• _TO DO_
Put each line of the listing below into a JSON list of strings, one string per line, omitting any blank lines.

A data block
· · · · · · ·

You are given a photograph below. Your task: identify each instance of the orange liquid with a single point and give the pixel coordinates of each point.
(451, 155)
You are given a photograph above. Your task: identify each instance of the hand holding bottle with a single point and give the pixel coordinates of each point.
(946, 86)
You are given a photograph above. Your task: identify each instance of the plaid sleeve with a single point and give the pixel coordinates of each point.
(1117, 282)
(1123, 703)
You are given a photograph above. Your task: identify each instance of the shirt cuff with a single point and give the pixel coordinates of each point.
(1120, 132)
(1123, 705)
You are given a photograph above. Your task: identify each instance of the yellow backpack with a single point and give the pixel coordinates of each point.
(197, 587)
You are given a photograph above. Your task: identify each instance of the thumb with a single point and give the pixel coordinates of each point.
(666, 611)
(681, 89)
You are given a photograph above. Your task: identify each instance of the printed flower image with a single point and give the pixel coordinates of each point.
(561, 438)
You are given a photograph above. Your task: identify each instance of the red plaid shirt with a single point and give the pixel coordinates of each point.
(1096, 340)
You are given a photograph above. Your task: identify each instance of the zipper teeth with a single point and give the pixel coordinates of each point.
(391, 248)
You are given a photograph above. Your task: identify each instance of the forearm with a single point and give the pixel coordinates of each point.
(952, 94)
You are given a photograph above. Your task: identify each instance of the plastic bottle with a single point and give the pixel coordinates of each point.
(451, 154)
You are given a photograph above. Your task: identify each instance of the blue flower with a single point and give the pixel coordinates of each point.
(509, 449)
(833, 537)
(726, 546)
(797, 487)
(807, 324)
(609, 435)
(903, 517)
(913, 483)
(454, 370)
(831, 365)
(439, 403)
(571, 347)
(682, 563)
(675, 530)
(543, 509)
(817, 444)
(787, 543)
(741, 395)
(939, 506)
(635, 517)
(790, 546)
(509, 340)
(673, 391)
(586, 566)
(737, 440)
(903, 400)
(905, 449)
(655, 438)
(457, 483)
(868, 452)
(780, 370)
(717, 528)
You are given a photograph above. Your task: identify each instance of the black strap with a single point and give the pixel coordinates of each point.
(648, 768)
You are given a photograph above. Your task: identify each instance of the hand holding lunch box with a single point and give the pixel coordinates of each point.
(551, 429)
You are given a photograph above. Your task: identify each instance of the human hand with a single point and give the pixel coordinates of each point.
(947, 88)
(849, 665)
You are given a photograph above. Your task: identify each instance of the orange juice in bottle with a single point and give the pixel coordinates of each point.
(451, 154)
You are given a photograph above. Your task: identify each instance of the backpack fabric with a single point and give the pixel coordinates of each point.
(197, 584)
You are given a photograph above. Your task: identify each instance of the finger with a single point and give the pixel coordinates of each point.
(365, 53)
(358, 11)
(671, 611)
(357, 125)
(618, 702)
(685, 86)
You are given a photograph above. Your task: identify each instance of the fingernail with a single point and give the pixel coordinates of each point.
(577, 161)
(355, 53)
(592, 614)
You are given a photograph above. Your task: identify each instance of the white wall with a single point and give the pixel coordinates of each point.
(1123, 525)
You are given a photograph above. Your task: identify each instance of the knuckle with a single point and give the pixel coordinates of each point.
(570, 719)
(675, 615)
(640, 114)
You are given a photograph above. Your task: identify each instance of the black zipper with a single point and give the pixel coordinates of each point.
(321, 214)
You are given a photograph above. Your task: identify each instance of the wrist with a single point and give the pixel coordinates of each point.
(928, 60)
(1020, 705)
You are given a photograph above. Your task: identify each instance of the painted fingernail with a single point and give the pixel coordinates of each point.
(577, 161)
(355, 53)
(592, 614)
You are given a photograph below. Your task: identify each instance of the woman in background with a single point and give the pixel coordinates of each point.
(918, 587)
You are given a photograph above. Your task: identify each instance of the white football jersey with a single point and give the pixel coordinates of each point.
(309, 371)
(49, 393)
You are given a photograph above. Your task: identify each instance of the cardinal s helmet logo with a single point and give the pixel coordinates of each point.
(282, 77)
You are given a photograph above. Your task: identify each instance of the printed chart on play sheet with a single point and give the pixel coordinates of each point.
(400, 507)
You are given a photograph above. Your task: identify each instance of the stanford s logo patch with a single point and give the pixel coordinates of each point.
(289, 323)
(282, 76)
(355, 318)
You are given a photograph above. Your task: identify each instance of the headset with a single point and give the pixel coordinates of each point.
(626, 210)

· · · · · · ·

• _EXERCISE ANSWER_
[
  "You are given a photograph below. Your task: identify each instance of the orange liquid with a single point and give the pixel coordinates of each point.",
  "(451, 155)",
  "You are given a photograph above. Your task: identify each instance of the hand holding bottle with a single point and give the pixel coordinates of each point.",
  "(946, 86)",
  "You are given a photograph above. Your task: identify each instance of the plaid sleeve with a single point and give the pixel coordinates of each point.",
  "(1117, 282)",
  "(1123, 703)",
  "You are given a photograph above. Your task: identify each instance of the shirt cuff with a single point and give the pixel coordinates of each point.",
  "(1120, 132)",
  "(1123, 705)",
  "You are given a photograph above. Your task: identify each instance of the yellow backpack with a single point and give the pixel coordinates of each point.",
  "(197, 587)",
  "You are given a photograph above. Your task: identify each instance of the thumb with a single point and give the pixel coordinates of each point.",
  "(666, 611)",
  "(681, 89)",
  "You are given a photograph above. Your task: identify each instance of the printed flower image with a single point and give the pixel coordinates of each point.",
  "(561, 438)",
  "You are given a photograph above. Your task: identify each instance of the red plaid shirt with a single point and give the pixel coordinates of each point.",
  "(1096, 340)",
  "You are given a photograph above. Your task: identify each instance of the zipper teeth with a single point and give the pixel coordinates of each point.",
  "(391, 248)",
  "You are given a photograph above. Your task: identify each instance of the forearm with a single point and give the pixel coordinates of each point.",
  "(952, 94)",
  "You are given a photograph above. Your task: identify each instance of the plastic bottle with a single point and give the pixel coordinates of each point.",
  "(451, 154)",
  "You are given a photograph above. Your task: identify each instance of the blue flower with a single point and give the pixel coordinates of each point.",
  "(509, 449)",
  "(833, 537)",
  "(726, 546)",
  "(797, 487)",
  "(807, 324)",
  "(609, 435)",
  "(903, 517)",
  "(913, 483)",
  "(454, 370)",
  "(831, 365)",
  "(439, 403)",
  "(571, 347)",
  "(682, 563)",
  "(675, 530)",
  "(543, 509)",
  "(817, 444)",
  "(787, 543)",
  "(741, 395)",
  "(939, 506)",
  "(635, 517)",
  "(790, 546)",
  "(509, 340)",
  "(673, 391)",
  "(586, 566)",
  "(737, 440)",
  "(903, 400)",
  "(905, 449)",
  "(655, 438)",
  "(457, 483)",
  "(868, 452)",
  "(780, 370)",
  "(717, 528)",
  "You are given a photograph above. Your task: identify each instance of the black strap with a single point and give the pixel coordinates of each point.",
  "(648, 768)",
  "You are given a photograph above. Your task: identify each instance of the hand holding lunch box with a single point and give the pixel coordinates of each point.",
  "(551, 429)",
  "You are given a photograph above. Your task: identify each instance of the human hand with a single point and give the pixel coordinates of each point.",
  "(947, 88)",
  "(849, 665)",
  "You are given a photograph above. Your task: identify each instance of the orange juice in bottle with a single point and give the pixel coordinates of each point.",
  "(451, 154)",
  "You are given a photograph above. Your task: identify each instance of the backpack fabric with a single point and give the pixel coordinates of each point.",
  "(197, 584)",
  "You are given a photograph above. Your task: identify each instance of the finger with a single point and give the pixel coordinates of each point.",
  "(365, 53)",
  "(358, 11)",
  "(671, 611)",
  "(357, 125)",
  "(618, 702)",
  "(685, 86)",
  "You are given a photograph above. Your task: identify each instance of the fingernail with a single point and give the pixel coordinates of each point.",
  "(577, 161)",
  "(355, 53)",
  "(592, 614)",
  "You are given a photograph above. Your task: identify each instance of the white wall with a single point and give the pixel coordinates of each point.",
  "(1123, 525)",
  "You are given a photograph above. Your task: identify each instance of the knuckle with a single point and give the pixel coordinates of each point.",
  "(570, 719)",
  "(675, 615)",
  "(640, 114)",
  "You are given a photograph above. Your task: identify each instance of the black zipper with a single point and give the pixel coordinates of each point.",
  "(321, 214)",
  "You are given a photograph above. Your task: identify each instance of the wrist with a single point and give the pixel coordinates of each point.",
  "(928, 60)",
  "(1020, 705)",
  "You are given a photograph above. Your task: identify each instance of the painted fingernail with a single point and give the pixel coordinates of each point.",
  "(577, 161)",
  "(355, 53)",
  "(592, 614)",
  "You are given a photograph below. Your task: identify each instance of the woman in background with a single point and give the pixel coordinates of each point.",
  "(918, 587)",
  "You are given a photograph above. Your task: identify each instance of the white football jersey with a single point and give the pixel coordinates of each point.",
  "(309, 371)",
  "(49, 393)",
  "You are given a photograph above. Your task: identify each instance of the cardinal s helmet logo with a single point and give the pixel coordinates of each point.",
  "(282, 77)",
  "You are given a photograph above. Your task: identify each instance of the printed chart on play sheet with a single point and give the pixel coordinates of each point.",
  "(400, 507)",
  "You are given a photograph above. Your task: identify each instance of the stanford s logo patch with a single point and give the pixel coordinates of each point.",
  "(289, 323)",
  "(282, 76)",
  "(355, 318)",
  "You are given a photograph above. Your task: identify each instance of the headset with a single point and give the pixel coordinates of each point.",
  "(626, 210)"
]